- **WORK TO COMPLETE**
1. According to the essay on body image, at what age do children start to become dissatisfied with their bodies?
2. Carry the essay on body image forward, starting after its last sentence.

At the youngest age of six children start to become dissatisfied with their body due to social and cultural factors. The constant cycle of weight loss ads, conversations overheard by older authoritative figures about negative conversations about bodies and diet, and parental comments have a lasting effect on kids that are more aware than people think.
I remember the first time I realize that my body had value due to society based on my looks and weight when I was eight years old at summer camp in my swimsuit and was comparing myself to other girls. I didn't feel comfortable and didn't realize this was the start of a lifelong battle of loving my body.
Around puberty, boys self-esteem stays constant while a girl's self-esteem may plummet due to body changes and more outward societal pressures that are apparent. Girls can even start giving fewer opinions, dress differently, and stop participating in certain activities because they feel bad about how they look. I remember wearing baggy clothes and strapping down my chest until maybe high school when I started regaining confidence in myself. I would hear comments from important people in my family that for a man to respect me I had to stay a certain weight or that bigger individual was not as respected. I would even be monitored to the point of how much I ate at times. As much as I knew that wasn't true and did not listen to those remarks they still had a conscious effect on me.

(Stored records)
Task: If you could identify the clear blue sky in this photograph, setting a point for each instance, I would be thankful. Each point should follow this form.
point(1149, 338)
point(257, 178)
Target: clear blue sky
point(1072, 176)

- **PER-TASK ANSWERS**
1. At the youngest, age six.

2.
As I got older and was becoming more self-educated on my body and nutrition, I gained confidence. I became interested in eating healthy and working out. I did not let others opinion deter me to become unhealthy. I felt safe in my body. As I was becoming my own, I still noticed other friends were still battling to find theirs. I would often have conversations on being skinny and dangerous diets such as juice cleanses or working out three hours a day. This can be due to the pressure of thinking being skinnier would somehow fix other problems and that although knowing that emphasis on appearance isn't healthy, the behavior isn't going to change. It was disheartening that my friends and I did not feel that although we knew what we were doing was wrong, we felt it was still okay because it was being enforced everywhere we went. That your image is part of your identity.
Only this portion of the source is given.